> _Requirement_: Start at the top and transcribe every record through the final line exactly.

Data excerpts
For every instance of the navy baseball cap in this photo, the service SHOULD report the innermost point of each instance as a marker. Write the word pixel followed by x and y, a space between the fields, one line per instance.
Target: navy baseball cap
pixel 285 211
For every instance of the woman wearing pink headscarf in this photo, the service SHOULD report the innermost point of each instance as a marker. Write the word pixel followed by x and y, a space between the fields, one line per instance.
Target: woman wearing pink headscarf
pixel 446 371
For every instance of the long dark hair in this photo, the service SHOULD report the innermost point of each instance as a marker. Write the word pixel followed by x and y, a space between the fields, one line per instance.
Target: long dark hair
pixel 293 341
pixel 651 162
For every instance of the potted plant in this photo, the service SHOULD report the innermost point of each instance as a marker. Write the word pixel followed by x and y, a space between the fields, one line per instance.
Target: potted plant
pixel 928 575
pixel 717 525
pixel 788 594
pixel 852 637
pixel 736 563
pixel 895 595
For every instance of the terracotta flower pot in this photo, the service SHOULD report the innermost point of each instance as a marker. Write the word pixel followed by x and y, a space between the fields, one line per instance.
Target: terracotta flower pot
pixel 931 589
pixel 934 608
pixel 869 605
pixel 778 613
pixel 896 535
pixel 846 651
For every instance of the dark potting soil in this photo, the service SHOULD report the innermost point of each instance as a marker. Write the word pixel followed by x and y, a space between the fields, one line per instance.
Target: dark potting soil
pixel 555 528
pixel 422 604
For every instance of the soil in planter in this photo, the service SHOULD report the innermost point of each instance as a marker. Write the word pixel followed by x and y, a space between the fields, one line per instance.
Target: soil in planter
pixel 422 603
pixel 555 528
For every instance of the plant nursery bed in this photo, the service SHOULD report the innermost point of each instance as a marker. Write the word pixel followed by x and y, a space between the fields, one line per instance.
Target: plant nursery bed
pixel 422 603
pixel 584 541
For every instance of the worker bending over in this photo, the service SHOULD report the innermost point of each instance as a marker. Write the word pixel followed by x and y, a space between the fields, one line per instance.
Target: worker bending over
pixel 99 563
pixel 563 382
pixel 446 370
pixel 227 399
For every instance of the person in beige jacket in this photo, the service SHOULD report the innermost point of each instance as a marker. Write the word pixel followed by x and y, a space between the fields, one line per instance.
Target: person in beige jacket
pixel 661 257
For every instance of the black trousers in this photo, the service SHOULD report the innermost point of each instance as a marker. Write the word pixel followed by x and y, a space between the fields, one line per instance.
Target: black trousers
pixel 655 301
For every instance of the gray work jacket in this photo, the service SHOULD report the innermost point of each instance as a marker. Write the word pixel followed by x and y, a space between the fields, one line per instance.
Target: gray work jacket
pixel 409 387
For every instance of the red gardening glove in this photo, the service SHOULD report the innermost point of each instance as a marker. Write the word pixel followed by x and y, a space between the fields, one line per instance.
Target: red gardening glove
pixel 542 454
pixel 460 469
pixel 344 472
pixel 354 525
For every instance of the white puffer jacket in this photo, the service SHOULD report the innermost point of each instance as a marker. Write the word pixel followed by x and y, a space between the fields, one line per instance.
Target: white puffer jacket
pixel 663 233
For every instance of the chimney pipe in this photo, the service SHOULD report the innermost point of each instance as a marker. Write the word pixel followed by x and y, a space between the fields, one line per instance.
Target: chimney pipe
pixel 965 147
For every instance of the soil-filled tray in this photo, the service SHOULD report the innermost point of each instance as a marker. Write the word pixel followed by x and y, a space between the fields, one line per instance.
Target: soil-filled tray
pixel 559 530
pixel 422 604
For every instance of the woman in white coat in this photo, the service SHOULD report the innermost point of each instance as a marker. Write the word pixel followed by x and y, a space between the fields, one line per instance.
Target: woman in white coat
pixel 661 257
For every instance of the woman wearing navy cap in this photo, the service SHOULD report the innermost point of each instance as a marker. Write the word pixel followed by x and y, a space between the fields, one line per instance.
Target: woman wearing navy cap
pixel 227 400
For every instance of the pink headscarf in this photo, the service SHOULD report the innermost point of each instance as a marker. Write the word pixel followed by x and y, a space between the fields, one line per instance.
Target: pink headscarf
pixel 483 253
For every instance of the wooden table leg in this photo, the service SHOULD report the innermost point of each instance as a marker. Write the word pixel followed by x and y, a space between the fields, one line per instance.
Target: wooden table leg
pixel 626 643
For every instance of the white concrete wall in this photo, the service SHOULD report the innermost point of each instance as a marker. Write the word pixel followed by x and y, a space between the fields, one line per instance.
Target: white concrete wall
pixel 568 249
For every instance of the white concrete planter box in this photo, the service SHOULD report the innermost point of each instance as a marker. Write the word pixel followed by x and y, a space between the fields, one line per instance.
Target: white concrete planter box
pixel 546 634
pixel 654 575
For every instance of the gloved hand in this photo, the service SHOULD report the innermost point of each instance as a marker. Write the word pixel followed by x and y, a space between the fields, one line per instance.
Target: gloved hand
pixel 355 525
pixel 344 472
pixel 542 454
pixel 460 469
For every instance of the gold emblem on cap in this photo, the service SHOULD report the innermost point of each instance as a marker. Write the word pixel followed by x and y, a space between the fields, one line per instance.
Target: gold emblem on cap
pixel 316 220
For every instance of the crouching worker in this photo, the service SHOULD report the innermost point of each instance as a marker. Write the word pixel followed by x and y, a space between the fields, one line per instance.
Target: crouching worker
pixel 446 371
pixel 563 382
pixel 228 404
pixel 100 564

> _Response to this exercise_:
For every instance of the navy baseball cap in this photo, the service SHOULD report the innermost point of each instance as a marker. Write the word pixel followed by x and y, a space between the fields, one line per instance.
Target: navy baseball cap
pixel 285 211
For every instance of the woman wearing pink headscarf in this photo, the service SHOULD report the innermost point of each instance as a marker. Write the word pixel followed by x and y, a space between the fields, one line per instance.
Target: woman wearing pink headscarf
pixel 446 371
For every instance of the long dark hair in this photo, the service SHOULD report the innermost point of each instance as a marker. Write the word pixel followed by x and y, a space between the fields, one line per instance.
Target: long dark hair
pixel 293 341
pixel 651 162
For every instance of the potted plant in this photo, the service SHOULD report the innermost point of each instance as a marker. Write the word pixel followed by x and y, a space between the fields, one line per instance.
Target: potted plant
pixel 928 575
pixel 717 525
pixel 788 594
pixel 852 637
pixel 736 563
pixel 895 595
For every instance of the terracotta flower pot in this photo, the service SHOULD report the innermost point of each instance as a marker. Write the word pixel followed by x and y, a space between the fields, one line per instance.
Target: terracotta flower pot
pixel 931 589
pixel 934 608
pixel 869 605
pixel 778 613
pixel 896 535
pixel 846 651
For every instance of the dark potting soil in this photo, the service SHOULD report the innermost point of each instance as a marker. Write the word pixel followed by x and y, a space between the fields, one line per instance.
Target: dark potting soil
pixel 555 528
pixel 422 604
For every instance of the soil in planter in this photo, the service SHOULD report the innermost point of each instance as a marker. Write the word pixel followed by x and y, a space between the fields, one line per instance.
Target: soil in planter
pixel 422 603
pixel 555 528
For every instance of the plant nursery bed in this photo, the service SHOULD report the innermost point of each instance as a marker. Write the word pixel followed by x and y, a space between the fields, one line per instance.
Target: plant nursery bed
pixel 422 603
pixel 584 541
For every instance of the worker bending over in this photo, the service SHOULD report the innermost point of each instance as a marker. Write the word pixel followed by x and y, a space between the fields, one line per instance.
Target: worker bending over
pixel 99 563
pixel 563 382
pixel 446 370
pixel 227 399
For every instance of the person in beige jacket in this photo, the service SHOULD report the innermost point of each instance as a marker. Write the word pixel followed by x and y, a space between the fields, one line per instance.
Target: person in beige jacket
pixel 661 257
For every instance of the black trousers in this photo, the service SHOULD report the innermost point of each instance as a marker. Write the word pixel followed by x and y, a space between the fields, one line per instance.
Target: black trousers
pixel 655 301
For every instance of the gray work jacket in this photo, the service SHOULD report the innermost point of each instance as a marker. Write the word pixel followed by x and y, a space between the fields, one line per instance.
Target: gray work jacket
pixel 409 387
For every instance of the red gardening glove in this photo, the service SHOULD report the innermost point of each instance as a marker. Write the word pixel followed by x and y, a space between the fields, one line per instance.
Target: red gardening glove
pixel 542 454
pixel 460 469
pixel 344 472
pixel 354 525
For every instance of the white puffer jacket in this photo, the service SHOULD report the innermost point of each instance as a marker. Write the word pixel followed by x and y, a space between the fields, one line per instance.
Target: white puffer jacket
pixel 663 233
For every instance of the chimney pipe in this photo, the service SHOULD report the innermost point of each instance as a marker. Write the word pixel followed by x and y, a space between the fields, one line per instance.
Target: chimney pipe
pixel 965 147
For every instance of the soil-filled tray in this photo, the service SHOULD report the innermost point of each instance as a marker. Write the word pixel followed by x and y, a space between the fields, one line per instance.
Target: soil-filled tray
pixel 559 530
pixel 422 604
For every instance of the woman in white coat in this photo, the service SHOULD report the innermost point of each instance as a marker. Write the word pixel followed by x and y, a space between the fields, one line per instance.
Target: woman in white coat
pixel 661 257
For every instance of the woman wearing navy cap in this photo, the service SHOULD report the innermost point of each instance as a marker. Write the word pixel followed by x and y, a space between the fields, one line per instance.
Target: woman wearing navy cap
pixel 227 400
For every instance of the pink headscarf in this photo, the service SHOULD report the innermost point of each instance as a marker. Write the word pixel followed by x and y, a space between the fields, one line per instance.
Target: pink headscarf
pixel 483 253
For every instance of the wooden table leg in this photo, the service SHOULD report the innermost point of each instance as a marker. Write the word pixel followed by x and y, a space between the fields, one line per instance.
Target: wooden table leg
pixel 626 643
For every instance of the white concrete wall in this photo, the service SHOULD report the innermost point of each instance as a marker. Write the word pixel followed by x and y, a space between the fields, one line per instance.
Target: white concrete wall
pixel 568 249
For every instance of the white concrete planter box in this photo, the service SHOULD report the innermost point of each instance as a marker. Write the word pixel followed by x and y, a space between the fields, one line per instance.
Target: white concrete planter box
pixel 546 634
pixel 654 575
For every instance of the gloved hand in this photo, the service SHOULD report the innermost point of each instance as a marker. Write the word pixel followed by x and y, a space between the fields, one line per instance.
Target: gloved hand
pixel 355 525
pixel 344 472
pixel 542 454
pixel 460 469
For every instance of the gold emblem on cap in this photo, the service SHOULD report the innermost point of each instance as a marker. Write the word pixel followed by x and y, a space between the fields, one line per instance.
Target: gold emblem on cap
pixel 316 220
For every instance of the crouching worker in this photo, the service SHOULD report the innermost point of each instance as a marker. Write the word pixel followed by x and y, a space between the fields, one line per instance.
Target: crouching worker
pixel 446 371
pixel 563 382
pixel 228 404
pixel 100 564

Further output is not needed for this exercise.